▸ **ACTIVITY**
Transcribe all of the records precisely as they are presented.

▸ **Stored data entries**
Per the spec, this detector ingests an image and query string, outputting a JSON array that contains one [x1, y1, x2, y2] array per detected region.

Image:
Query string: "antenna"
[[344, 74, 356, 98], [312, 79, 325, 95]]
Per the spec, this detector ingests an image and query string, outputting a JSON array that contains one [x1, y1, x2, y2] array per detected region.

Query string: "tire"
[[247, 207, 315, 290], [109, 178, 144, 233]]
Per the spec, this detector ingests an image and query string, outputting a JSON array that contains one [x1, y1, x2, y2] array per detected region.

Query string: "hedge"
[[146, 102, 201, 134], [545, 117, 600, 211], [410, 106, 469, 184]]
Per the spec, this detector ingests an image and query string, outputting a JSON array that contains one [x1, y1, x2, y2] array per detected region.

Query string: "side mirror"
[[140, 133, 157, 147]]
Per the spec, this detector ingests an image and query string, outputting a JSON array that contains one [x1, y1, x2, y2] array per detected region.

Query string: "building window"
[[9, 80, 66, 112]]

▸ **YOUR RESPONSE**
Per the spec, this detector ingests an image and query string, outputting a JSON array that contains one [x1, y1, x2, y2] array per detected region.

Image:
Query string: "antenna"
[[344, 74, 356, 98], [312, 79, 325, 95]]
Per the spec, this detector ingests an image and query string, outputting a JSON array that contains one [x1, y1, x2, y2] array per detected region.

Query string: "tire"
[[247, 207, 315, 290], [109, 178, 144, 233]]
Per the spec, this detector ingests an image and query string, outputting a JSON array that contains one [x1, y1, x2, y2] array per detected region.

Query string: "hedge"
[[146, 102, 201, 134], [545, 117, 600, 211], [410, 106, 469, 184]]
Per the spec, this detector ingests an image and query string, outputting a JSON array that contains one [x1, y1, x2, y2] array per detected region.

Query string: "side mirror"
[[140, 133, 157, 147]]
Per the spec, this detector ingests an image and query string, outputting a JSON array that contains one [x1, y1, x2, y2] array per detected region.

Query string: "building window"
[[9, 80, 66, 112]]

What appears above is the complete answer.